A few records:
++++++++++++++++++++

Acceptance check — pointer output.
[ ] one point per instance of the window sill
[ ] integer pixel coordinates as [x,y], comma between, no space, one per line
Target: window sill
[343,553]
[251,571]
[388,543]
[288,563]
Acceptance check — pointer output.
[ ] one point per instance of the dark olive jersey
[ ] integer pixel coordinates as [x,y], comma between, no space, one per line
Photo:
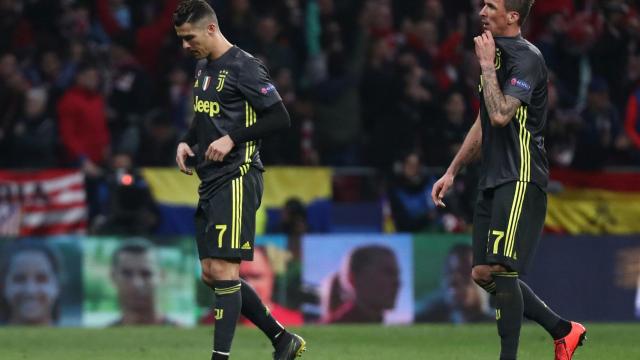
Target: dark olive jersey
[516,152]
[227,94]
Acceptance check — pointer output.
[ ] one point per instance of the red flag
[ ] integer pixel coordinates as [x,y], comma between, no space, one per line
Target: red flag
[48,202]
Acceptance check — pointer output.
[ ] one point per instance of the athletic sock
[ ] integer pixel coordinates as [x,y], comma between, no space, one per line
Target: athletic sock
[219,356]
[226,313]
[489,287]
[254,310]
[536,310]
[509,310]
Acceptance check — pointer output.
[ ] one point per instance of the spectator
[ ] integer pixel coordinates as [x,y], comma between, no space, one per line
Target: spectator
[129,97]
[412,210]
[82,122]
[35,138]
[130,207]
[599,136]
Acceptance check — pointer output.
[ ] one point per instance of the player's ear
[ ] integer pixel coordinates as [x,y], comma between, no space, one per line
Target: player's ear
[513,17]
[212,28]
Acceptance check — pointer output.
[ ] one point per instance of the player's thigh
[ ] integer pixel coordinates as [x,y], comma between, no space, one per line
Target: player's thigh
[481,225]
[217,225]
[529,227]
[251,198]
[516,223]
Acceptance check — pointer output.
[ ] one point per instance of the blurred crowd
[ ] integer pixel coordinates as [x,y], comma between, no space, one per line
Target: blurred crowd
[104,86]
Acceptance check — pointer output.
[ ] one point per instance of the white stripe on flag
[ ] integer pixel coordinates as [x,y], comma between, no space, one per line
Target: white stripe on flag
[62,182]
[69,197]
[41,218]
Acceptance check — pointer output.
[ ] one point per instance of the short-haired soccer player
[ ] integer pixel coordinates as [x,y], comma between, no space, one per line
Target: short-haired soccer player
[235,105]
[511,207]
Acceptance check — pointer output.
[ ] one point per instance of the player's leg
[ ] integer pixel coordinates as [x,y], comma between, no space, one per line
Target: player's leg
[505,263]
[223,277]
[217,230]
[567,335]
[286,345]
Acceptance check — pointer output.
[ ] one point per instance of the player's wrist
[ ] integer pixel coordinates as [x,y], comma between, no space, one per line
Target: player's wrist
[488,68]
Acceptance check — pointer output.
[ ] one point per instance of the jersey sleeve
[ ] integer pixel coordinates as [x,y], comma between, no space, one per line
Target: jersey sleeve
[523,78]
[256,85]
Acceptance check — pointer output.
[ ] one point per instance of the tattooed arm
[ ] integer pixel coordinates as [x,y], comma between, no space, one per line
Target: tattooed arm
[500,108]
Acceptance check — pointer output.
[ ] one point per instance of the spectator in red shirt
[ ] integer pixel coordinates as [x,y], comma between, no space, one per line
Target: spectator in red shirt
[82,121]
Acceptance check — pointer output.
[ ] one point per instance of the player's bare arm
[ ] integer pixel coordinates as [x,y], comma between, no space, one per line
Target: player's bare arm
[469,152]
[219,148]
[182,152]
[501,108]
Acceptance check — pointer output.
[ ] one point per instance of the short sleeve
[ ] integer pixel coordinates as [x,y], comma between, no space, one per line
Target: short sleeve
[523,77]
[256,85]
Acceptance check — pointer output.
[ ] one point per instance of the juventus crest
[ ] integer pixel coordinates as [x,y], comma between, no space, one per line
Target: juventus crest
[221,76]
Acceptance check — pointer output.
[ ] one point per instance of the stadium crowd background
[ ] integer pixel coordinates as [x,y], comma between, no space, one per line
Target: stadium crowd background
[385,86]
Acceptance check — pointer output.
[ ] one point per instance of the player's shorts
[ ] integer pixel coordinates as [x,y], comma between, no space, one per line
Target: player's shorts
[507,225]
[226,223]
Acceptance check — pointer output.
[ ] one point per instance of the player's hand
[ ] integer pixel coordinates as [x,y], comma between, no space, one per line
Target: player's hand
[440,188]
[218,149]
[485,49]
[181,155]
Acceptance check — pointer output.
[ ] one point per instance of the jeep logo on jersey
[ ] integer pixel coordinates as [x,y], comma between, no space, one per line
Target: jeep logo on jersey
[208,107]
[498,60]
[221,76]
[266,89]
[206,82]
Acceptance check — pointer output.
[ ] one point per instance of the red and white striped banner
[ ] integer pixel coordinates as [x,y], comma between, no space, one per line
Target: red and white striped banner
[48,202]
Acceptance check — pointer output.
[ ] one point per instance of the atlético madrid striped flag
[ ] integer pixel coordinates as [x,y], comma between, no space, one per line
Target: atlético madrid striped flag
[49,202]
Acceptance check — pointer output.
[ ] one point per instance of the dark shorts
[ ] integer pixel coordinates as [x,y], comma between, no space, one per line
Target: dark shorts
[507,225]
[226,223]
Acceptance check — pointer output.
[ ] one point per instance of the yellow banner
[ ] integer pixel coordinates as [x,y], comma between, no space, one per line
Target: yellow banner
[591,211]
[171,187]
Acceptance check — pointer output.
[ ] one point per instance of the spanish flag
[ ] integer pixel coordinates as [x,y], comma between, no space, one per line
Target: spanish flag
[594,203]
[177,194]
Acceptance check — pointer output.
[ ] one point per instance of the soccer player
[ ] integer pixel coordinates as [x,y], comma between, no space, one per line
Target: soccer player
[510,211]
[235,104]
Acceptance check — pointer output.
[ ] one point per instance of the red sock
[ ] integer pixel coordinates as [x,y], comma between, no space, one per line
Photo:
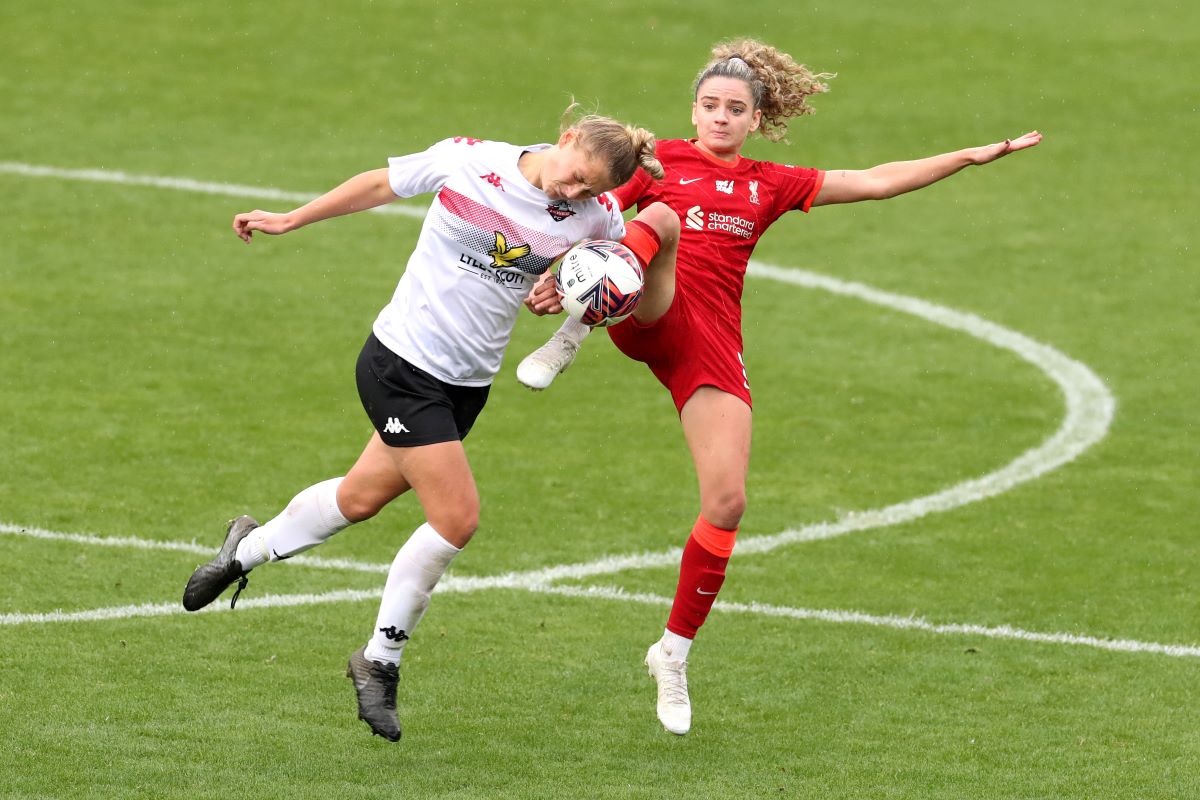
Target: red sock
[701,575]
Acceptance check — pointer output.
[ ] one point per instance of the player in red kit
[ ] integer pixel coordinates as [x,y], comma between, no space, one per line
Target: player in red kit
[688,328]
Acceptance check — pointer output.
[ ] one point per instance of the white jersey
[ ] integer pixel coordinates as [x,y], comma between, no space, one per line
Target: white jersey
[487,236]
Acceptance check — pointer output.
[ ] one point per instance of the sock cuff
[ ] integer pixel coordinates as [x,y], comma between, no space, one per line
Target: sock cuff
[715,540]
[327,504]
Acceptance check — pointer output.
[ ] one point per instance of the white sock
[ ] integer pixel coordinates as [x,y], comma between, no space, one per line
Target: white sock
[676,647]
[310,518]
[415,570]
[574,331]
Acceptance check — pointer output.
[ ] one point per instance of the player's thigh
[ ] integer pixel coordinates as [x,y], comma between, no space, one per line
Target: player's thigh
[438,474]
[659,287]
[718,427]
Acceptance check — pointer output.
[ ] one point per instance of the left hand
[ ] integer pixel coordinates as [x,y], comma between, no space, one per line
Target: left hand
[544,298]
[993,151]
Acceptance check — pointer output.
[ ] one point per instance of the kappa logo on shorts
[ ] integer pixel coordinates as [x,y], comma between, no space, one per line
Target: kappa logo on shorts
[395,426]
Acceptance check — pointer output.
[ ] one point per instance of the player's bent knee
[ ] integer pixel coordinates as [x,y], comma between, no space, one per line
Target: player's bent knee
[456,525]
[725,511]
[359,507]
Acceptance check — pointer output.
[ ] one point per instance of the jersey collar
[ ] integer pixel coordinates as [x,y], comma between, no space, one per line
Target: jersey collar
[719,162]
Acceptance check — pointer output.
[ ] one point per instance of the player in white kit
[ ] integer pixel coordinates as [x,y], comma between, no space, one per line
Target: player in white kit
[502,215]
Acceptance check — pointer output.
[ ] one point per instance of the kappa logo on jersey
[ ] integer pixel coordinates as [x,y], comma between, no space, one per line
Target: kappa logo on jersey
[559,210]
[495,180]
[395,426]
[504,256]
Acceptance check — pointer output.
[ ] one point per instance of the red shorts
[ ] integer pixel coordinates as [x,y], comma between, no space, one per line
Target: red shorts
[684,352]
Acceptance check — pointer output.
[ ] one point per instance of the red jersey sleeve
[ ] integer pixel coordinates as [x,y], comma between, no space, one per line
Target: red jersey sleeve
[634,191]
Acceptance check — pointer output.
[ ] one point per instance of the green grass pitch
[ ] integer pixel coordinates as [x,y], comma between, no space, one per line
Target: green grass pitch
[159,377]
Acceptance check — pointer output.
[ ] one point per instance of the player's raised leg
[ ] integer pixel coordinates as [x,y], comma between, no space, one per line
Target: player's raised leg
[311,517]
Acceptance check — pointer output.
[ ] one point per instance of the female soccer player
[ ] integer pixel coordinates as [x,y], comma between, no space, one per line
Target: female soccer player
[688,330]
[502,215]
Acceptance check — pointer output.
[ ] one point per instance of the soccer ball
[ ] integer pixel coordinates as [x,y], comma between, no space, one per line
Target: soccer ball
[600,282]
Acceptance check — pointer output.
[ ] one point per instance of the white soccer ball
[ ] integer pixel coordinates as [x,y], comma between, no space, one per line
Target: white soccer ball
[600,282]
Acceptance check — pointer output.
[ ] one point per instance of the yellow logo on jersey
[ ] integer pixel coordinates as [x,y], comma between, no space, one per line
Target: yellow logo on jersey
[504,256]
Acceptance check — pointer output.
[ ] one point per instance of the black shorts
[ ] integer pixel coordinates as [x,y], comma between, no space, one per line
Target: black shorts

++++++++++++++++++++

**What to produce:**
Gather every line of the records above that contains the word "collar" and list those lines in their original order.

**Answer to the task:**
[ ] one point per instance of the jersey collar
Target: jersey collar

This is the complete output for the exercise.